▶ ПРИВЕДЁННЫЙ ТЕКСТ:
▼

В лагере имеется еще до 500 офицеров и солдат. У Паулюса на погонах все еще три звездочки генерал-полковника. Вскоре его адъютант — искусный человек, впоследствии прославившийся своей резьбой, — изготовляет из жести американских консервных банок парочку скрещенных маршальских жезлов, которые были прикреплены к погонам. Банки с консервами «спэм», поставляющиеся в Россию по лендлизу, входили в паек.
Так были соблюдены внешние приличия.
Ничья за карточным столом.

▲

▶ ПОСТАНОВКА ЗАДАЧИ: Перепишите дословно весь приведённый текст, без единого изменения.

▶ ИСХОДНЫЕ ДАННЫЕ:
▼

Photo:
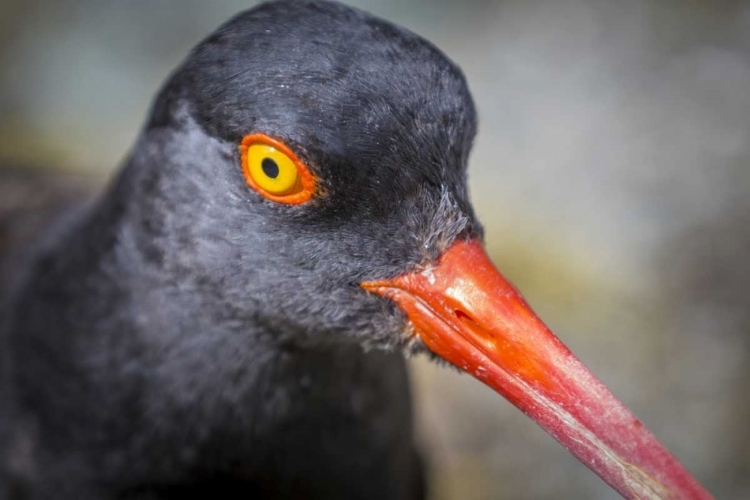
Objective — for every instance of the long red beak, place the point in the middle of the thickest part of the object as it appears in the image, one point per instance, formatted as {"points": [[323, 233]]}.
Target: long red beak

▲
▼

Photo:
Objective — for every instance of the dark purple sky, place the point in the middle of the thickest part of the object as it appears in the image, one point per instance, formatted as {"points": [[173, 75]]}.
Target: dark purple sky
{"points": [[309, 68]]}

▲

▶ ОТВЕТ НА ЗАДАНИЕ:
В лагере имеется еще до 500 офицеров и солдат. У Паулюса на погонах все еще три звездочки генерал-полковника. Вскоре его адъютант — искусный человек, впоследствии прославившийся своей резьбой, — изготовляет из жести американских консервных банок парочку скрещенных маршальских жезлов, которые были прикреплены к погонам. Банки с консервами «спэм», поставляющиеся в Россию по лендлизу, входили в паек.
Так были соблюдены внешние приличия.
Ничья за карточным столом.